- _Instructions for the task_
Filter the listing below, keeping every line that holds "Query".

- _Material shown_
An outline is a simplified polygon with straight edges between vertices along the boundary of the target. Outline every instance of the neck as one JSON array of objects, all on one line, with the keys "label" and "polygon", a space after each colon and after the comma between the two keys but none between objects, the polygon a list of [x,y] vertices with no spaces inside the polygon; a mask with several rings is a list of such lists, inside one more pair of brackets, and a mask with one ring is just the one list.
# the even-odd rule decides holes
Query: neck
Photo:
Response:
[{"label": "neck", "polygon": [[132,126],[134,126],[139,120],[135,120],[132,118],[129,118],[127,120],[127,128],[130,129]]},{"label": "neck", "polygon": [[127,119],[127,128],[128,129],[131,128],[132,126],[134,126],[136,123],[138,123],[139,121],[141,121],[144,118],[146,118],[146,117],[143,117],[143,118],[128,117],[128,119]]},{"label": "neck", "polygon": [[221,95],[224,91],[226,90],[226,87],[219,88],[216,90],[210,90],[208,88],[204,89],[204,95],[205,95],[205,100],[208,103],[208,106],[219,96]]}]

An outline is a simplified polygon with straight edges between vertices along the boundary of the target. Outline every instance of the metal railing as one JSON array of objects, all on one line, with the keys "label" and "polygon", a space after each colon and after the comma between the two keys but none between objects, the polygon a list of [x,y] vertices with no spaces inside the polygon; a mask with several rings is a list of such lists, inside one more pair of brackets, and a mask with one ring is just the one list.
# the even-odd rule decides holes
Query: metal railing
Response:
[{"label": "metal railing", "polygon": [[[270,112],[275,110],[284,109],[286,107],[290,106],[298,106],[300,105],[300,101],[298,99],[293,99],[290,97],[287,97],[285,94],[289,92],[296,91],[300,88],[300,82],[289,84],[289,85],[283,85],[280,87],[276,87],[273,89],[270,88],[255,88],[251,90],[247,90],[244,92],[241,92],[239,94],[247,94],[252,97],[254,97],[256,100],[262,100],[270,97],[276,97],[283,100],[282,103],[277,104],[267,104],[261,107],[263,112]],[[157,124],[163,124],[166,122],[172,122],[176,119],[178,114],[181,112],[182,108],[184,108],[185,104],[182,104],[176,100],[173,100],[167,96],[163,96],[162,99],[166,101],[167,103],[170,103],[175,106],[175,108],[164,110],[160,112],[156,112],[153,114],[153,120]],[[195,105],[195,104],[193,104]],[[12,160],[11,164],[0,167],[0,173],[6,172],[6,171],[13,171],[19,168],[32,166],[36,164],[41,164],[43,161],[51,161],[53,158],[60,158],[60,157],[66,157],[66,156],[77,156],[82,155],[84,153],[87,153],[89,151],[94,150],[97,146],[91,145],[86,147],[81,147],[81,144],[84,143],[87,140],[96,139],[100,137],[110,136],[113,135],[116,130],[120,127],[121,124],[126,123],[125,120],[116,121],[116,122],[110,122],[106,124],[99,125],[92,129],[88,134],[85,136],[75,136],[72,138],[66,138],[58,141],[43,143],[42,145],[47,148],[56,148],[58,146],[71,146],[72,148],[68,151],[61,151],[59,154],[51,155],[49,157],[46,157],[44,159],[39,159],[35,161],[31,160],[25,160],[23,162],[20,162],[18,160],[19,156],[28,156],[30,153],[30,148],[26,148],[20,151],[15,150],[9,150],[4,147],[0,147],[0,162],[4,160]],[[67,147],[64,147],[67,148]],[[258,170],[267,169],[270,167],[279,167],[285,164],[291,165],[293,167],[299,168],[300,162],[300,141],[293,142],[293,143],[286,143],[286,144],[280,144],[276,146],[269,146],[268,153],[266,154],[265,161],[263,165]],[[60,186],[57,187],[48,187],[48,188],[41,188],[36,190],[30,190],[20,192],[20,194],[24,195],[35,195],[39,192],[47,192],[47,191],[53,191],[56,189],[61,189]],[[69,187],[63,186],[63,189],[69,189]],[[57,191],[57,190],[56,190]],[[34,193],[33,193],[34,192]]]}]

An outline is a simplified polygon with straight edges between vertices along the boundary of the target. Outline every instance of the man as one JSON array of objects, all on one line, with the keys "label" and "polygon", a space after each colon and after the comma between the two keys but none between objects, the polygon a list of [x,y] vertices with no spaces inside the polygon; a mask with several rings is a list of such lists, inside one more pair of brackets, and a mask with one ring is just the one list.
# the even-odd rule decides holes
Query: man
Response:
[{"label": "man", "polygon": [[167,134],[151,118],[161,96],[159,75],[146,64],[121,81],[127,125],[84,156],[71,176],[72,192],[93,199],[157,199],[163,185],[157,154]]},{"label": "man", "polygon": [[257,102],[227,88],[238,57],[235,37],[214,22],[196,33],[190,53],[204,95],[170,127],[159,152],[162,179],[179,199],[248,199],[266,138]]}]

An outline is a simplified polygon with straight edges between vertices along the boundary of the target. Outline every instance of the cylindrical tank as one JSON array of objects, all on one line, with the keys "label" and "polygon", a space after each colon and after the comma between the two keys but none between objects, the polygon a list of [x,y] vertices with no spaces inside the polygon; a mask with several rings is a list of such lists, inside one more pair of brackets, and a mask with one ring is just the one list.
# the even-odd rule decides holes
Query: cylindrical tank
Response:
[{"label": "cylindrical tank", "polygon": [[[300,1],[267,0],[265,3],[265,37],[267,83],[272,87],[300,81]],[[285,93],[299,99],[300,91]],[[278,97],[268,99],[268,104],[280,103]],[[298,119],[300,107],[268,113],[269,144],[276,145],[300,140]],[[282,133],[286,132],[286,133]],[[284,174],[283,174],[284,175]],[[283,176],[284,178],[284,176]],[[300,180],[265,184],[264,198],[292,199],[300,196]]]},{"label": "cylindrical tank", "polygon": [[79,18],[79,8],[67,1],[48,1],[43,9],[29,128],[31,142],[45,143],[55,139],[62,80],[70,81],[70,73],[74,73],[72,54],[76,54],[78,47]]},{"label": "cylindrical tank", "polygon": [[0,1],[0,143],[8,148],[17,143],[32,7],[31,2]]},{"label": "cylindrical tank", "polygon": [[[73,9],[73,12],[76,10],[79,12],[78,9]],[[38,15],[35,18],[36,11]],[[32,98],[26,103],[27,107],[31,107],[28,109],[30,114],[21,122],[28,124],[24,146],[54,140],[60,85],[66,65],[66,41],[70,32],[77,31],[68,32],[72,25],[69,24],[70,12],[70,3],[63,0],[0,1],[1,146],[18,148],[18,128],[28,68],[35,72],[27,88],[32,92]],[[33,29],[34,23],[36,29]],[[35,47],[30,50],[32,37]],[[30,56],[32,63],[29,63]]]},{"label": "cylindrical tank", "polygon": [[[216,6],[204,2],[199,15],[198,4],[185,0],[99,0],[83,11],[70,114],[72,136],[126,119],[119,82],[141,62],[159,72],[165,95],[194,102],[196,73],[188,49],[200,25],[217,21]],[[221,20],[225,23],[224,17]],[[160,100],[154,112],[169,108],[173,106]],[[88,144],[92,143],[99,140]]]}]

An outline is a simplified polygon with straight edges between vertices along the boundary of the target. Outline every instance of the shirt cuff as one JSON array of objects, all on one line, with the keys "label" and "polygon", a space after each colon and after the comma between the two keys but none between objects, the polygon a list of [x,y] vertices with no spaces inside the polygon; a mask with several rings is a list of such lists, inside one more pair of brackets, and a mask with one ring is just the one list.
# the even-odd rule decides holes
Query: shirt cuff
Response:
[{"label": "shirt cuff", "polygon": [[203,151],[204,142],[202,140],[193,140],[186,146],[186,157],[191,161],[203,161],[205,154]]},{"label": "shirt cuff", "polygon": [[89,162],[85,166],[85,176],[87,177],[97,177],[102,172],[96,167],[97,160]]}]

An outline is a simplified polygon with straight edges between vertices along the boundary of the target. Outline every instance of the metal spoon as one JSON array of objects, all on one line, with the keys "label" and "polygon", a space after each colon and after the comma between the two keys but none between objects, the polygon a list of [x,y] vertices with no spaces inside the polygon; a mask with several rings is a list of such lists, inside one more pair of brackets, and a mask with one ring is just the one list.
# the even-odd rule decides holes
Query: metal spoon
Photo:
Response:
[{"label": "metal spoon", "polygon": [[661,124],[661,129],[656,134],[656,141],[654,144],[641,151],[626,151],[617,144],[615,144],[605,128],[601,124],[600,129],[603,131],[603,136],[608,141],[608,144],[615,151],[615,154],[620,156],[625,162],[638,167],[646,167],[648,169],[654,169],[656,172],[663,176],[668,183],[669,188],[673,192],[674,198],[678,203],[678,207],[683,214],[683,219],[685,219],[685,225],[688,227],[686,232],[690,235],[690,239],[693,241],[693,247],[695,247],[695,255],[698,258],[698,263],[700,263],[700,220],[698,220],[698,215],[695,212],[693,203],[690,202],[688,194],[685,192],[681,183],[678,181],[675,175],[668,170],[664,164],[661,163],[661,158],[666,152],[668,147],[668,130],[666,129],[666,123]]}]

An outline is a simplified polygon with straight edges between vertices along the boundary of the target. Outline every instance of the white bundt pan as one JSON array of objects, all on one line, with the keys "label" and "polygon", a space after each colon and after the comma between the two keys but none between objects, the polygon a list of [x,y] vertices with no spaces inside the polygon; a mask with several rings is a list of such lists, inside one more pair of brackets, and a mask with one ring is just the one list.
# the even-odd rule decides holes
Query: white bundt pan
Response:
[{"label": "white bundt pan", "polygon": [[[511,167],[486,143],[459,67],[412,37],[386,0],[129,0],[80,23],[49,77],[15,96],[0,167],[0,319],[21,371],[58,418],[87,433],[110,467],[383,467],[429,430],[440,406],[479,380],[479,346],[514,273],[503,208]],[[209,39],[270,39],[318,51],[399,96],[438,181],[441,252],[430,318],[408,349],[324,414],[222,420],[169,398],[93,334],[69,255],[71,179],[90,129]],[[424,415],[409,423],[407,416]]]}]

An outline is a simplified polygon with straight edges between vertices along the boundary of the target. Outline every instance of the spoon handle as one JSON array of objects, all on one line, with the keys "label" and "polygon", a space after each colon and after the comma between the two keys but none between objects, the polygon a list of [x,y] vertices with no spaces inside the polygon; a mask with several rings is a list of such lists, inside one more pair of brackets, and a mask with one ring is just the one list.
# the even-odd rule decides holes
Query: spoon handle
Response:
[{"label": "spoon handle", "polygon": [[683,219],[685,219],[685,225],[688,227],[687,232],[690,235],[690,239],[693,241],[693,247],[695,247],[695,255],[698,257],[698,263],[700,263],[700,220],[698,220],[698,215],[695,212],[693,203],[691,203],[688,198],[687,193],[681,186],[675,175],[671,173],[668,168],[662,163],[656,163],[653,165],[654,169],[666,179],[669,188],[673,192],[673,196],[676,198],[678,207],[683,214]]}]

- _Expected answer_
Query: neck
Query: metal railing
Query: man
Query: cylindrical tank
Query: shirt cuff
Query: metal spoon
Query: white bundt pan
Query: spoon handle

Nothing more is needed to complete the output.